_Your objective_: Reproduce the data below word for word, setting aside any picture it holds.

_Raw data_:
--- --- ---
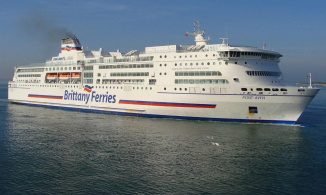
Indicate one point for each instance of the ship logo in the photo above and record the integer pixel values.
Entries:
(88, 88)
(68, 48)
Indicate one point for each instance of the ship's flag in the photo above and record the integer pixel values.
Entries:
(88, 88)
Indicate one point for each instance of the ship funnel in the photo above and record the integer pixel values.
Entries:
(70, 44)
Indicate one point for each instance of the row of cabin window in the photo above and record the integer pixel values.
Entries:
(88, 75)
(237, 54)
(31, 70)
(186, 64)
(62, 68)
(129, 74)
(265, 89)
(29, 75)
(198, 73)
(126, 66)
(127, 59)
(201, 81)
(263, 73)
(186, 56)
(119, 81)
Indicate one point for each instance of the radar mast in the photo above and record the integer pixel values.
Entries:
(199, 34)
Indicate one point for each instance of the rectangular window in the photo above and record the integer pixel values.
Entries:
(253, 110)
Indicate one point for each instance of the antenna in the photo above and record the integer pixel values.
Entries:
(309, 76)
(223, 40)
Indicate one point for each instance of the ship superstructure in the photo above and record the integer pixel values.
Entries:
(204, 81)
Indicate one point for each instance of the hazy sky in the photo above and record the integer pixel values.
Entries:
(31, 30)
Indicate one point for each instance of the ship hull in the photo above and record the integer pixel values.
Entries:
(150, 102)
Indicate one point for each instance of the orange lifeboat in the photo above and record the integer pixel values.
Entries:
(51, 76)
(75, 75)
(64, 76)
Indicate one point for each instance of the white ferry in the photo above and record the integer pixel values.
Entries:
(217, 82)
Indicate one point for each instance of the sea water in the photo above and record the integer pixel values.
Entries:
(50, 151)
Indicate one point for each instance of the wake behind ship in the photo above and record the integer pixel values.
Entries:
(218, 82)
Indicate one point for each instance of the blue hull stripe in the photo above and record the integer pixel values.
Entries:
(163, 116)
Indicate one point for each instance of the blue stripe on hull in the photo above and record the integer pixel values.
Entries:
(162, 116)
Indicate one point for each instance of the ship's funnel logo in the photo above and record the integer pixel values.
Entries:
(68, 48)
(88, 88)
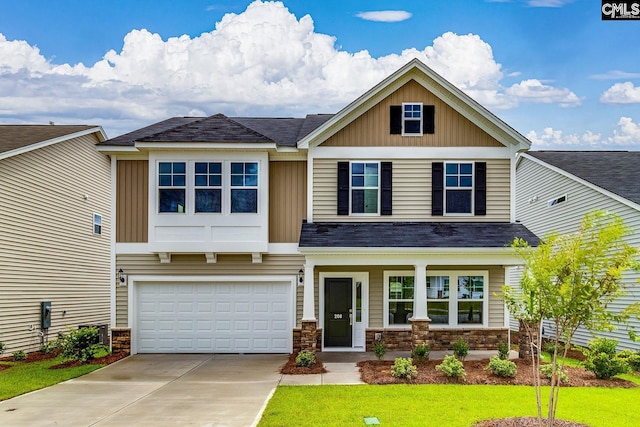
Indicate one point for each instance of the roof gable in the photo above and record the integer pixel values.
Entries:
(433, 83)
(612, 171)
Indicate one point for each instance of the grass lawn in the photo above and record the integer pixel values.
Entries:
(442, 405)
(25, 377)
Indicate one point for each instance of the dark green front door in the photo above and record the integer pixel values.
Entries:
(338, 294)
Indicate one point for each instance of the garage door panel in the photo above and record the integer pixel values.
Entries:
(213, 317)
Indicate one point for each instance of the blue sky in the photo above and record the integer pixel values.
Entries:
(552, 69)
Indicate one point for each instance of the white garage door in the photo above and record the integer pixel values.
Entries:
(213, 317)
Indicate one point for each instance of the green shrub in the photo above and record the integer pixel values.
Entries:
(602, 360)
(404, 368)
(460, 349)
(50, 347)
(502, 367)
(379, 350)
(82, 344)
(547, 371)
(19, 355)
(503, 350)
(305, 359)
(452, 367)
(421, 352)
(632, 358)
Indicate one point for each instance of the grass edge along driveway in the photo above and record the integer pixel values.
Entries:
(442, 405)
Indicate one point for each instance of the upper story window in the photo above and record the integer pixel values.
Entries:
(365, 187)
(208, 187)
(172, 185)
(412, 119)
(458, 188)
(244, 187)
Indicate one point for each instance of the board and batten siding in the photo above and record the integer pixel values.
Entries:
(196, 265)
(48, 251)
(536, 186)
(372, 128)
(132, 201)
(287, 200)
(411, 192)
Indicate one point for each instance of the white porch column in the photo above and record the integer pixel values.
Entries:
(420, 292)
(309, 303)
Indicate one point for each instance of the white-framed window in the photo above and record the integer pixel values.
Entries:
(365, 188)
(454, 298)
(97, 223)
(399, 298)
(207, 187)
(458, 188)
(412, 116)
(244, 187)
(172, 187)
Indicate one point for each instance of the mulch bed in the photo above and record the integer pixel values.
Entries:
(379, 372)
(290, 368)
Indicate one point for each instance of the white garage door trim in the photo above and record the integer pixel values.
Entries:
(135, 281)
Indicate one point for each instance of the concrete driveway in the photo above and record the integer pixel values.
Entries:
(155, 389)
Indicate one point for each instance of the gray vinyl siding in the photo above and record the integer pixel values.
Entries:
(48, 251)
(536, 185)
(196, 265)
(411, 192)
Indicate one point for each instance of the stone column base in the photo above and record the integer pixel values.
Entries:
(309, 336)
(121, 340)
(419, 332)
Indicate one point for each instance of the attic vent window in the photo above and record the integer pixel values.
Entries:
--- --- ---
_Answer for this exercise_:
Indicate one point for each instance of the ship logo in the photo above and record the integer pixel values.
Entries:
(88, 88)
(68, 48)
Indicate one point for each instance of the ship's flag in the photo above and record the integer pixel values.
Entries:
(88, 88)
Indicate one point for each instance of the ship funnel in the photo above and record the integer pixel values.
Entries:
(70, 44)
Indicate one point for each instance of the row of cabin window in the photo above and record the integer pixel values.
Entries:
(88, 75)
(237, 54)
(31, 70)
(186, 64)
(62, 68)
(129, 74)
(265, 89)
(29, 75)
(198, 73)
(126, 66)
(127, 59)
(201, 81)
(263, 73)
(186, 56)
(119, 81)
Indicate one point for each instance of the radar mast in the photo above and record the integer pixel values.
Entries:
(199, 34)
Indicate one point for each instance of the rectangular window in the photo above and record the integer pixel values.
Entries:
(253, 110)
Indicate one point for each instance of the antenna in the photo above and record the integer pixel values.
Entries:
(309, 76)
(223, 40)
Indicate one point for each instance of the ship superstructure in the photo above and record the integer pixel values.
Entries:
(204, 81)
Indicate one point for each instance of the hazy sky in the photo above and record the integer pixel values.
Entries:
(31, 30)
Indicate one point for each instance of the ship hull in the photo above and record the integer pixel values.
Entries:
(150, 102)
Indicate one point for each instance of the orange lifeboat in the photo above and record the integer pixel values.
Entries:
(51, 76)
(75, 75)
(64, 76)
Indicate one point for each instance of the white ferry in the photo above and record the integer pixel values.
Entries:
(217, 82)
Indicate one point for each instance of the sea water in the photo above and record the integer pixel values.
Entries:
(50, 151)
Indicate one point for each instance of the wake behind ship in the photo above and record the integer pixel values.
Entries:
(218, 82)
Indicate one point for each instance of the blue hull stripe in the photo above and record the integer pixel values.
Entries:
(163, 116)
Indicate one point for each instance of the blue stripe on hull in the photo above and record the integer pixel values.
Entries:
(162, 116)
Indicate one point for each instance of the ship's funnel logo in the photo above and record the integer pixel values.
Entries:
(68, 48)
(88, 88)
Indicate one point for each instance of the roof gable in the photo above and record the integer pixel values.
Entries:
(433, 83)
(612, 171)
Indicate one point for each instance of the grass lawn in the photo above and record the integer pixel values.
Entries:
(442, 405)
(25, 377)
Indicate one point for each instance of the dark green front door in the photo above and record the integer pixel values.
Entries:
(338, 294)
Indicate one point for each instance of the garage door panel in the photo above and record the integer pixel values.
Entries:
(213, 317)
Indicate one point for each instance of the blue sky in the photo above and record the integer pixel values.
Entries:
(552, 69)
Indicate one point for each instance of the white garage door in the photo above and record the integer pixel values.
Entries:
(213, 317)
Indicate one point for each instance of the green shrub in the photo above and record the integer pixel values.
Entries:
(602, 360)
(404, 368)
(460, 349)
(50, 347)
(502, 367)
(379, 350)
(82, 344)
(547, 371)
(19, 355)
(503, 350)
(305, 359)
(452, 367)
(421, 352)
(632, 358)
Indicate one point for each instance of the grass edge along driveway in the photo above and record the integer pixel values.
Entries:
(442, 405)
Indicate one point for each instance of the upper story window in the photo above and record the integer pixel values.
Entries:
(365, 187)
(208, 187)
(172, 185)
(412, 119)
(458, 188)
(244, 187)
Indicate one point for each instance of the board and batten siding in the photo above and record the integer pixel values.
Entries:
(196, 265)
(48, 251)
(536, 186)
(372, 128)
(132, 201)
(287, 200)
(411, 192)
Indicate one point for each instance of the white porch column in the photo above and record the integer pixel values.
Entries:
(420, 292)
(309, 303)
Indicate one point for each instance of the white-framed window in the photo above and record the integer pixel values.
Entries:
(365, 188)
(454, 298)
(97, 223)
(399, 298)
(207, 187)
(458, 188)
(412, 116)
(244, 187)
(172, 187)
Indicate one point for each instance of the mulch bed in the photo above and record the integer pixel values.
Entries:
(379, 372)
(290, 368)
Indicate one point for each instance of the white garage door trim in the photo above and record the integer pixel values.
Entries:
(135, 281)
Indicate one point for each instance of the concrete driveway in the photo above and record the integer pixel values.
Entries:
(155, 389)
Indicate one point for each instance of the gray vinyl siding in the photo above and record the integer pixel values.
Entries:
(48, 251)
(536, 185)
(196, 265)
(411, 192)
Indicate one point for each instance of the stone column base in the photo above and record the integer pixel values.
Entries:
(309, 336)
(121, 340)
(419, 332)
Indicate one point for each instance of the attic vent window in the photo above and record the integer pixel values.
Entries:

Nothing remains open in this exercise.